Render every line of the listing below as a Markdown table with the columns Row and Line, leaving out blank lines and the pictures.
====== Data
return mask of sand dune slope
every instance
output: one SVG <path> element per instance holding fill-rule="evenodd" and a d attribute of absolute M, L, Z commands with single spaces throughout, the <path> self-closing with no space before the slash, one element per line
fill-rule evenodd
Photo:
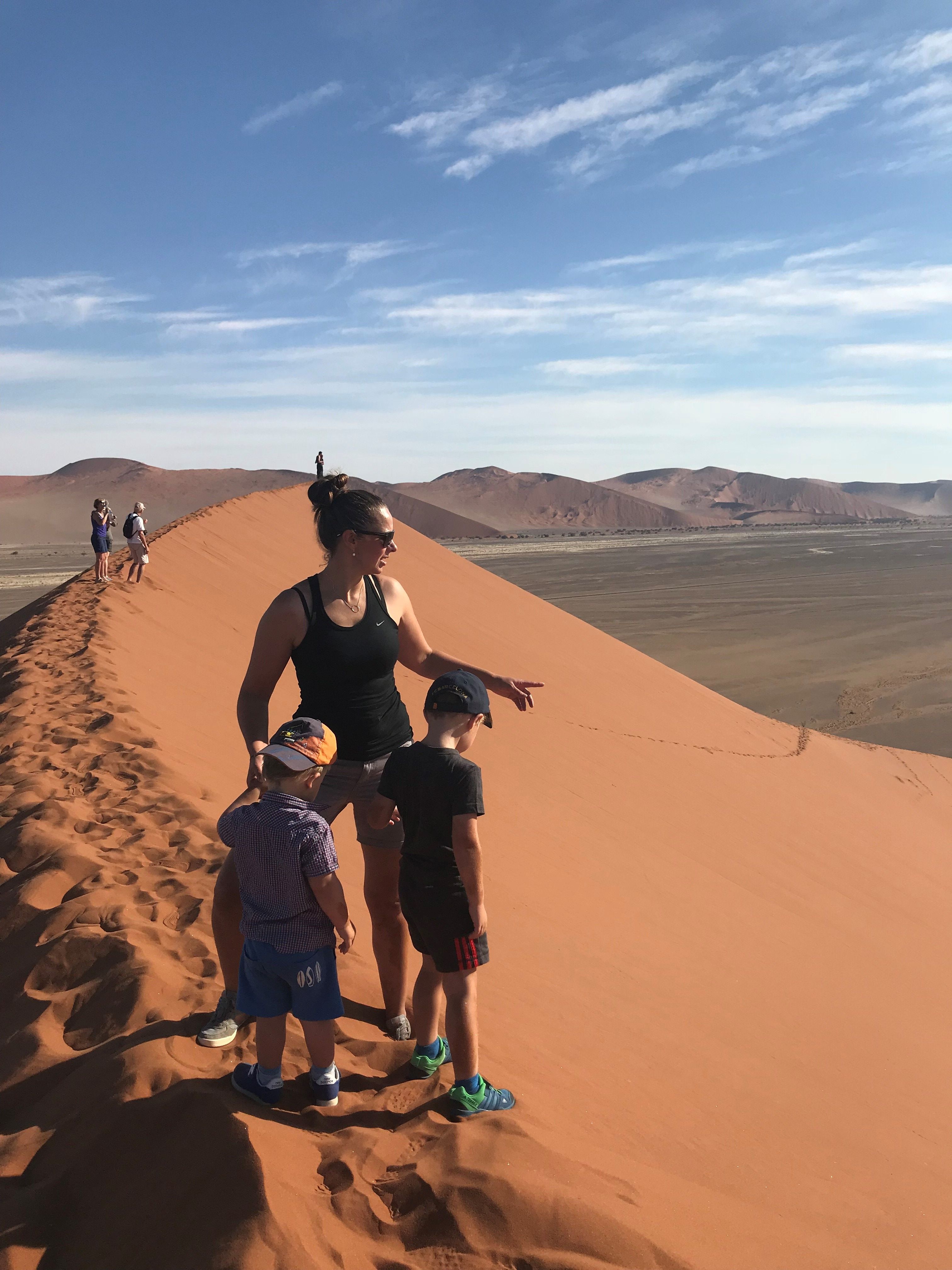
============
*Right answer:*
| Row | Line |
|---|---|
| 1 | return mask of sand dune slope |
| 2 | every instance |
| 3 | output: one SVG <path> element per instance holding fill-rule="evenodd" and a d attribute of absolute M, L, Z commands with single spaces throughout, the <path> self-closing with no space before the slash, one element per line |
| 4 | fill-rule evenodd |
| 5 | Photo: |